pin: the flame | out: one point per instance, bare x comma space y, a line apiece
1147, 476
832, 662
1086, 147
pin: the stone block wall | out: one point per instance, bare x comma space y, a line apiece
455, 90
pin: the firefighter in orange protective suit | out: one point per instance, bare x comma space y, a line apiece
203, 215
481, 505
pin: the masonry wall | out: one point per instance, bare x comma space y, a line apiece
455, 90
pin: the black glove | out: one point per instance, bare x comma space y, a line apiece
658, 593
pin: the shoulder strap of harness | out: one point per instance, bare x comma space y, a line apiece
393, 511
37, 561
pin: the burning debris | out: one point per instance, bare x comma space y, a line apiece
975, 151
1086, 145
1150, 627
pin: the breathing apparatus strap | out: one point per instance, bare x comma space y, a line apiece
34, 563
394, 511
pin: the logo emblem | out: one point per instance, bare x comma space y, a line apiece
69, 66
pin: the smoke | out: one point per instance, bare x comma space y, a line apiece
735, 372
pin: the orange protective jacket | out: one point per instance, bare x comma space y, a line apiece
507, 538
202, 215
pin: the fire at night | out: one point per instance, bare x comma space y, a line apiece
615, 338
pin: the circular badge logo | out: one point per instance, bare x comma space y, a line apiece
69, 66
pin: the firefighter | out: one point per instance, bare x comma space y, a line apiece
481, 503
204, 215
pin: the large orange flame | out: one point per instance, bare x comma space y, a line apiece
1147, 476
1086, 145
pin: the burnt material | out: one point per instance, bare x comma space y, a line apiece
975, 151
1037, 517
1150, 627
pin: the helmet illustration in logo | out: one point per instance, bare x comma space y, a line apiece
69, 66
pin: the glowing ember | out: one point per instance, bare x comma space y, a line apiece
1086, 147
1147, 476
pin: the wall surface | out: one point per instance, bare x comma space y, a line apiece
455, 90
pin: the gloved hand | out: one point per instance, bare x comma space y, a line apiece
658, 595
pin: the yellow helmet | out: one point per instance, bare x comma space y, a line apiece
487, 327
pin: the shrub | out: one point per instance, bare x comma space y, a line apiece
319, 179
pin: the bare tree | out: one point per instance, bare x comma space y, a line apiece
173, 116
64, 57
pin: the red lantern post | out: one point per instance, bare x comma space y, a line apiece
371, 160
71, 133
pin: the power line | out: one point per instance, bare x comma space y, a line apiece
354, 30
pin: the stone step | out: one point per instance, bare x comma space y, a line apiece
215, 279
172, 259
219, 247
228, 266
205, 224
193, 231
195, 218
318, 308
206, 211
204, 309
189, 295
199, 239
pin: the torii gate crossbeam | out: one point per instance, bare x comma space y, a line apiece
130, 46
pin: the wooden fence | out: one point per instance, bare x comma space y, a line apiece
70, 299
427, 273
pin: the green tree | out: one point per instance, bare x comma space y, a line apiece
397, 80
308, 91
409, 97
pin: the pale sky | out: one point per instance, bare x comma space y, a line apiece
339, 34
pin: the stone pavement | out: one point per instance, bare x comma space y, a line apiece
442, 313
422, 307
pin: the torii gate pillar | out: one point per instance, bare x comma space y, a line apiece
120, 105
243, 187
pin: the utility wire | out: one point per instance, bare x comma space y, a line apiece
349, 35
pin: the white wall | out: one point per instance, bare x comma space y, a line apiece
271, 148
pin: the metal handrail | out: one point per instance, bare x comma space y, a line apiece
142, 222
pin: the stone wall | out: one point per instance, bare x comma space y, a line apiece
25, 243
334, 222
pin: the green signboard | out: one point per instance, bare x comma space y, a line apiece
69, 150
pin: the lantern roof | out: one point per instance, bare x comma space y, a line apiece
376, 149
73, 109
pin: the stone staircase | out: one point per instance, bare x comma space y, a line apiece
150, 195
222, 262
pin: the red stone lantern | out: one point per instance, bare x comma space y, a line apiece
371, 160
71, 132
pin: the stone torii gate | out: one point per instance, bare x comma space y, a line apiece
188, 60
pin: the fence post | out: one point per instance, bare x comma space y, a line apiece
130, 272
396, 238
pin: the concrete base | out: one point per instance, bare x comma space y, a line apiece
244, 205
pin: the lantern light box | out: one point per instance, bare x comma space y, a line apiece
----------------
Could you quote the material above in full, exactly as it stands?

pin: the flame | out: one point per instance, bare x comma space y, a line apiece
1147, 476
832, 662
1086, 147
pin: the stone block wall | out: one point per instance, bare x comma space y, a line apiece
455, 90
pin: the firefighter in orange protective suit | out: one point per instance, bare x comma space y, a line apiece
203, 215
481, 505
pin: the masonry wall | out: one point per instance, bare x comma space y, a line apiece
455, 90
pin: the black glove | out: one point per instance, bare x comma space y, a line apiece
658, 593
pin: the shoulder strap of harness | out: one point per instance, bare x comma space y, a line apiece
393, 511
37, 561
pin: the burning debris | out: one point per instance, bare x comma space y, a line apiece
975, 151
1086, 145
1150, 627
pin: the breathing apparatus strap | out: one point per instance, bare x comma space y, a line apiece
34, 563
394, 511
pin: the logo emblem | out: one point per instance, bare x comma space y, a line apiece
69, 66
pin: the smoke | out: one point per instance, bare x comma space y, a line apiece
735, 372
pin: the orange protective jacket | out: one point per instance, bare x comma space y, a line apiece
507, 538
202, 215
pin: the fire at night | out: one point per instance, bare x comma space y, a line apiece
615, 338
pin: the circular badge logo | out: one point per instance, bare x comma space y, a line apiece
69, 66
pin: the firefighter | out: one point per instance, bare x comma space y, a line apiece
481, 503
204, 215
pin: the large orange flame | out: one point per instance, bare x comma space y, a line apiece
1147, 476
1086, 145
pin: the burnt material | out: one point per instance, bare x comma space y, a line apiece
975, 151
1037, 517
1150, 627
pin: the helmet illustration in logo | out: one point per instance, bare x comma space y, a line apiece
69, 66
pin: the glowing ember | out: one point per instance, bare x comma space y, a line apiece
1086, 147
1147, 476
pin: the wall surface | out: one point per instance, bare x comma space y, a line apiece
455, 90
pin: the gloved hand | out: one point per instance, bare x comma space y, a line apiece
658, 595
pin: the yellow helmet | out: one point per instance, bare x comma space y, a line apiece
487, 327
pin: the shrub | out: one point per instance, bare x comma space y, a line apiece
319, 179
pin: the bare tree | out: one point per instance, bare x comma space y, a line apiece
173, 116
64, 57
pin: the red lantern post | out: one point per instance, bare x comma space y, a line apiece
371, 160
71, 133
pin: the power line | out: one point per instance, bare x comma space y, a line apiece
354, 30
pin: the stone step | out: one point per instance, bare x comma space y, a line apiece
215, 279
172, 259
219, 247
228, 266
205, 224
193, 231
195, 218
318, 308
206, 211
204, 309
189, 295
199, 239
pin: the torii gate crossbeam | out: one point per instance, bare x comma space y, a line apiece
130, 46
pin: the wooden fence | out: one point per instance, bare x comma space y, a line apiece
70, 299
427, 273
pin: the green tree | out: one point per instance, bare x comma space y, a line apiece
397, 80
308, 91
409, 97
pin: the pale sky | out: one point per instance, bare x comma space y, a line apiece
339, 34
pin: the stone pavement | out: one point per instance, bare x comma space y, a line apiece
442, 313
422, 307
pin: the torii gate pillar | out: one point per instance, bare x comma space y, a line apiece
120, 105
243, 187
pin: the utility wire | out: one point per instance, bare x comma space y, a line apiece
349, 35
pin: the white wall | out: one point per instance, bare x comma space y, a line apiece
271, 148
pin: the metal handrail | out: one point per instance, bare x comma space y, a line apiece
142, 222
pin: the stone wall | out: one point per instance, bare x comma space y, a line apiece
25, 243
334, 222
pin: the green signboard | out: one point per instance, bare x comma space y, a line apiece
69, 150
pin: the lantern roof | out: one point per instance, bare x comma space y, a line apiece
376, 149
73, 109
pin: the stone staircase | out: one point per instance, bare x comma space y, a line apiece
150, 195
222, 262
pin: the red stone lantern | out: one point per instance, bare x comma space y, a line apiece
371, 160
71, 132
pin: the stone torii gate | out: one point per instance, bare x comma space y, a line apiece
188, 60
pin: the fence post | out: one point per instance, bare x comma space y, a line apiece
130, 272
396, 238
pin: the concrete base | out: one point per instance, bare x comma space y, a line apiece
244, 205
pin: the lantern light box | out: one point per instance, bare x comma space y, a line apiece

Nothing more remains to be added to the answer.